- [SUPPLIED RECORDS]:

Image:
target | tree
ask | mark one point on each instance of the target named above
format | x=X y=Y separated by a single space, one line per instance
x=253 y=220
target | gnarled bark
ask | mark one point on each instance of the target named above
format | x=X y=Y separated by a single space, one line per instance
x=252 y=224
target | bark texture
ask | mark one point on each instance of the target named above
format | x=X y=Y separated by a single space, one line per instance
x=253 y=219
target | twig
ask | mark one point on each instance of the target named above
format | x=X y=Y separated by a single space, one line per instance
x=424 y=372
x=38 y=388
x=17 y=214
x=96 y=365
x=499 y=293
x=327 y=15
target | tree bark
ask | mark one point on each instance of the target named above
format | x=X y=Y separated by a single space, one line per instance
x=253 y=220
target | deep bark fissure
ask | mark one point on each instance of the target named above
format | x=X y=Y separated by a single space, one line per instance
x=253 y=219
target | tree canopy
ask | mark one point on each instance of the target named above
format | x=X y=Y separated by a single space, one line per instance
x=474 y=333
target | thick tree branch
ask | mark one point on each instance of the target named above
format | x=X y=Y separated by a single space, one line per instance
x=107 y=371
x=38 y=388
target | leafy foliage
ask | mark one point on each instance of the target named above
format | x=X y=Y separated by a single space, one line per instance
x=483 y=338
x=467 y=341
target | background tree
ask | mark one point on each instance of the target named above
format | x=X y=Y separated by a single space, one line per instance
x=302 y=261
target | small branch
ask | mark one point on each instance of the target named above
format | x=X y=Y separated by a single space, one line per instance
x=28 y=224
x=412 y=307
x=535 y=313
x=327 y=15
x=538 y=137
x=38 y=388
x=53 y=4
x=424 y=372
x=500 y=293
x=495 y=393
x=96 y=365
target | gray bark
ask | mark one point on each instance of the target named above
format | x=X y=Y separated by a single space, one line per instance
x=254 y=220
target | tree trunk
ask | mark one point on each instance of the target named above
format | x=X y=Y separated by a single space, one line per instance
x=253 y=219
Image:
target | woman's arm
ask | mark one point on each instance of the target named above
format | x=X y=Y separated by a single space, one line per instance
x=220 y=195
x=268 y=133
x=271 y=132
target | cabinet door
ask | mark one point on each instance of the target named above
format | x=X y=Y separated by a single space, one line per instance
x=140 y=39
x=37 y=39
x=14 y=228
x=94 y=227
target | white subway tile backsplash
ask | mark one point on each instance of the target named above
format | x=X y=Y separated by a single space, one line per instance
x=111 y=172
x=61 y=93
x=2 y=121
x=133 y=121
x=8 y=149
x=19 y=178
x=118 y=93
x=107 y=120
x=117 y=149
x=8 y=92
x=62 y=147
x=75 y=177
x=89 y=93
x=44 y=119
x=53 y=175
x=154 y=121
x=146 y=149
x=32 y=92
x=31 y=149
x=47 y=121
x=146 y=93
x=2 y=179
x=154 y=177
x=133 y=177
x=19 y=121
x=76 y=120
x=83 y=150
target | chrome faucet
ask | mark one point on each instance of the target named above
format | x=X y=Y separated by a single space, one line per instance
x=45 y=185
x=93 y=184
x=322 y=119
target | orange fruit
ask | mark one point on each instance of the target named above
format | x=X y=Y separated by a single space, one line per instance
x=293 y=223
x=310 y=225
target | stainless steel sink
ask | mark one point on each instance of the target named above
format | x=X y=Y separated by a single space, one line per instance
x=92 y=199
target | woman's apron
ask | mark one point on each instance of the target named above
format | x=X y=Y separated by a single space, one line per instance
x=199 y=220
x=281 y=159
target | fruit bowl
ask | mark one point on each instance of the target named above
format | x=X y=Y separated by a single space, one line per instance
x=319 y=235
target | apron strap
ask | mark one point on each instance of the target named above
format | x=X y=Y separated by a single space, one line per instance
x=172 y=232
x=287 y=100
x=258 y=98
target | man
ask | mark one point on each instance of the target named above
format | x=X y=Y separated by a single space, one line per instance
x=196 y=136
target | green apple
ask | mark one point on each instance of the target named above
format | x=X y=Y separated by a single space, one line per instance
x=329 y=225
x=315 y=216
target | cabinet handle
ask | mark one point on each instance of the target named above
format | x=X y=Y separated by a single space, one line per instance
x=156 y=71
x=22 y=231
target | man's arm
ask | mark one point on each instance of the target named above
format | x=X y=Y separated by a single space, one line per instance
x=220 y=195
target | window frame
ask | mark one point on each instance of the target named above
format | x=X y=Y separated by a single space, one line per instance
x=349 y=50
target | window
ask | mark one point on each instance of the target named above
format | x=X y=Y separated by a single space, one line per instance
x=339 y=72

- [EXERCISE INSTRUCTIONS]: Select the lines in this material that hold the word "apron", leaving none out.

- [SOLUTION TO THE PROBLEM]:
target | woman's apron
target | apron strap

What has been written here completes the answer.